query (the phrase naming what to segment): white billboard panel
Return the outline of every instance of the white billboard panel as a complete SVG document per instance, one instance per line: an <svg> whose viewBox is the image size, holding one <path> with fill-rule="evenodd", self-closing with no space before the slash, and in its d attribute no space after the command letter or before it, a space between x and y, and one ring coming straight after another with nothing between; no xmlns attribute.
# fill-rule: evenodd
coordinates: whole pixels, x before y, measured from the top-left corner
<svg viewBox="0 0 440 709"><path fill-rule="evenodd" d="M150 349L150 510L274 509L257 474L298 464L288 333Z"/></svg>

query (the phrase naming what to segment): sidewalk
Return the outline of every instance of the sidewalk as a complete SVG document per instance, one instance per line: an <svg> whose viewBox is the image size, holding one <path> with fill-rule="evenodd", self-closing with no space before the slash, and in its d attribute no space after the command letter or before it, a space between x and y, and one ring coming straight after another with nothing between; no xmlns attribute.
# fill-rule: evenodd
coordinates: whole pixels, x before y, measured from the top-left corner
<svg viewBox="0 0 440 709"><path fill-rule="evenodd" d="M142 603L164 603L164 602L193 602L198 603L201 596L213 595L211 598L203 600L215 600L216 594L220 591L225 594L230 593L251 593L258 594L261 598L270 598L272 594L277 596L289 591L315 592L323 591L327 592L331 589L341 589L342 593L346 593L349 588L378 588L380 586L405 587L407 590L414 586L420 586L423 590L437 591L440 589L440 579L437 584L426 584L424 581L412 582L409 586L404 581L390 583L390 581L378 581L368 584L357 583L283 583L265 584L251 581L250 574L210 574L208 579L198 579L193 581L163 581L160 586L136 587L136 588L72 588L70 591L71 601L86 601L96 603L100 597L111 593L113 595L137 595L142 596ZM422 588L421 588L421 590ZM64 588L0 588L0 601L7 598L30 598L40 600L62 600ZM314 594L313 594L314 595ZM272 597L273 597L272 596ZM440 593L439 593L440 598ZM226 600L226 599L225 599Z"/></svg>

-------------------------

> [SHORT TASK] Convert the items above into a two-column CSV with the header input,output. Give one row per item, with the item's full text in input and its answer in output, each field quoted and with line breaks replaced by spaces.

> [RESULT OF THIS EXERCISE]
input,output
"query (the phrase naming what to segment): white billboard panel Return the outline of every instance of the white billboard panel as a complete SVG document per instance, one instance per line: an <svg> whose viewBox is the image size, holding one <path> with fill-rule=""evenodd"", self-closing with no space before the slash, and in its d attribute no space after the command letter or before it, a space between x and y, and one ring coming straight after another with nothing between; no xmlns attribute. # fill-rule: evenodd coordinates: whole pixels, x before y, measured from the top-left corner","<svg viewBox=""0 0 440 709""><path fill-rule=""evenodd"" d=""M150 349L150 510L274 509L257 474L298 464L288 333Z""/></svg>"
"query (the phrase naming what to segment): sidewalk Return the outline of every instance of the sidewalk as a complete SVG document per instance, one instance per line: an <svg> whose viewBox is the image size, holding one <path> with fill-rule=""evenodd"", self-closing with no space before the slash, and in its d attribute no space after the command letter or before it, a space between x and y, and one ring coming straight after another with nothing between; no xmlns attribute. # fill-rule: evenodd coordinates: whole pixels, x before y, measured from the top-left corner","<svg viewBox=""0 0 440 709""><path fill-rule=""evenodd"" d=""M142 603L164 603L164 602L193 602L198 603L201 596L213 595L211 598L203 600L215 600L216 594L220 591L225 594L230 593L251 593L258 594L261 598L270 598L272 594L277 596L289 591L315 592L323 591L327 592L331 589L341 589L342 593L346 593L349 588L378 588L380 586L405 587L407 590L414 586L420 586L423 590L437 591L440 589L440 579L437 584L426 584L424 581L412 582L409 586L404 581L390 583L390 581L378 581L368 584L357 583L283 583L265 584L251 581L250 574L210 574L208 579L198 579L193 581L163 581L160 586L136 587L136 588L72 588L70 591L71 601L86 601L96 603L100 597L111 593L113 595L137 595L142 596ZM422 588L421 588L421 590ZM64 588L0 588L0 601L7 598L30 598L40 600L62 600ZM314 594L313 594L314 595ZM272 597L273 597L272 596ZM440 593L439 593L440 598ZM226 600L226 599L225 599Z""/></svg>"